• What is being asked: Rewrite the entries below, swapping every "instance" for "occurrence" and leaving everything else unchanged. Omit the pictures from your answer.

• Dataset entries:
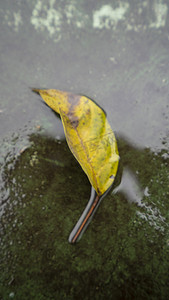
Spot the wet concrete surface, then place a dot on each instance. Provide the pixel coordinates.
(116, 53)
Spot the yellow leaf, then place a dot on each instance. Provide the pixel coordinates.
(88, 134)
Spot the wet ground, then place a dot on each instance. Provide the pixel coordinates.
(116, 53)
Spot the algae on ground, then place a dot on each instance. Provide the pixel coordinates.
(122, 255)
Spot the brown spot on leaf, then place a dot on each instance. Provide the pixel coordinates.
(73, 100)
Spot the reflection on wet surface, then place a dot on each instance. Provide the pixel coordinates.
(116, 53)
(43, 194)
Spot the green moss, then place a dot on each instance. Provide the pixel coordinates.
(121, 256)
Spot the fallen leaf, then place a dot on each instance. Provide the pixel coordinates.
(88, 134)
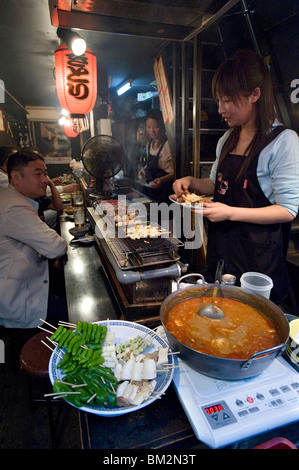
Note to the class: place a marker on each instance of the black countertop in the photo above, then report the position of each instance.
(161, 425)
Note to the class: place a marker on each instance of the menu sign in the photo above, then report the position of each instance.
(163, 90)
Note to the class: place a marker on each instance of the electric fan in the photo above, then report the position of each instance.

• The answer:
Spot the wet concrete surface, then place a dot on each occurrence. Provide the pixel coordinates.
(116, 53)
Spot the yellow leaf, then place a dot on each occurrence. Provide the pixel coordinates.
(88, 134)
Spot the wet ground, then place a dot on each occurrence. Provide the pixel coordinates.
(116, 53)
Spot the algae on ground, then place a dot on each occurrence. Provide the pixel coordinates.
(122, 255)
Spot the brown spot on leaf, then place a dot on each occurrence. Provide the pixel coordinates.
(73, 100)
Spot the reflection on wet surface, then place a dot on each occurrence. Provide the pixel coordinates.
(116, 53)
(43, 194)
Spot the green moss, then place a dot on each occurrence. Provide the pixel coordinates.
(121, 256)
Spot the fallen leaf, then place a dot on each occurrence. Provide the pixel coordinates.
(88, 134)
Note to the class: place a marker on each occurrence of the black countertop in the photo above, then report the position of each occurrence.
(161, 425)
Note to the class: place a marker on each occurrence of the menu sign in the photo above, then report the position of each occurrence.
(163, 90)
Note to the class: place a marker on each occurrence of the electric fan in the photo above, then report the position of each occurrence.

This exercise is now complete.